_The task_:
Copy all of the following entries again, requests included, but increase every number in the SVG answers, both the viewBox values and the path coordinates, by 83. Leave the requests and their format descriptions unchanged.

_Supplied entries_:
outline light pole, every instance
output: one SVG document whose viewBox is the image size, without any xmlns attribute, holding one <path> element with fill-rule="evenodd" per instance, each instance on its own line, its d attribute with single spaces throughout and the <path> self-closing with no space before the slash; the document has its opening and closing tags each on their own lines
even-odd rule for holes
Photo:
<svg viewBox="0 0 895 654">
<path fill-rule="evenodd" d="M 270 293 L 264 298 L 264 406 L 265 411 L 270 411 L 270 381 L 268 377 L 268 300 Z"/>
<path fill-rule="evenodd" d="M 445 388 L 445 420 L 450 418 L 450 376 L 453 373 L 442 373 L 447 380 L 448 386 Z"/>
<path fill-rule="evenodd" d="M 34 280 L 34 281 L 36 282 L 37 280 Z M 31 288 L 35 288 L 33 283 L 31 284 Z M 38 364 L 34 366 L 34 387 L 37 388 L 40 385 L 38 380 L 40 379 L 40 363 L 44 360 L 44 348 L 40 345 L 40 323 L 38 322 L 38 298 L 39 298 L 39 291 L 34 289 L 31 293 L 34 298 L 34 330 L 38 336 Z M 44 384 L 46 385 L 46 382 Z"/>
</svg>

_Solution below_:
outline light pole, every instance
output: one SVG document whose viewBox is the image size, without any xmlns attribute, holding one <path> element with fill-rule="evenodd" per instance, each instance on its own line, its d attribute with single spaces throughout and the <path> self-closing with no space before the slash; the document has its opening and closing tags each on their own lines
even-odd rule for holes
Photo:
<svg viewBox="83 83 978 737">
<path fill-rule="evenodd" d="M 353 376 L 347 381 L 347 489 L 348 494 L 353 494 L 353 464 L 351 460 L 351 383 Z"/>
<path fill-rule="evenodd" d="M 528 471 L 528 503 L 533 501 L 533 459 L 536 456 L 525 456 L 530 463 L 531 469 Z"/>
<path fill-rule="evenodd" d="M 117 363 L 117 364 L 119 365 L 120 363 Z M 114 371 L 118 371 L 116 366 L 114 367 Z M 121 447 L 117 449 L 117 470 L 120 471 L 123 468 L 121 463 L 123 462 L 123 446 L 127 443 L 127 431 L 123 428 L 123 406 L 121 405 L 121 381 L 122 381 L 122 374 L 117 372 L 114 376 L 117 381 L 117 413 L 121 419 Z M 127 467 L 129 468 L 129 465 Z"/>
</svg>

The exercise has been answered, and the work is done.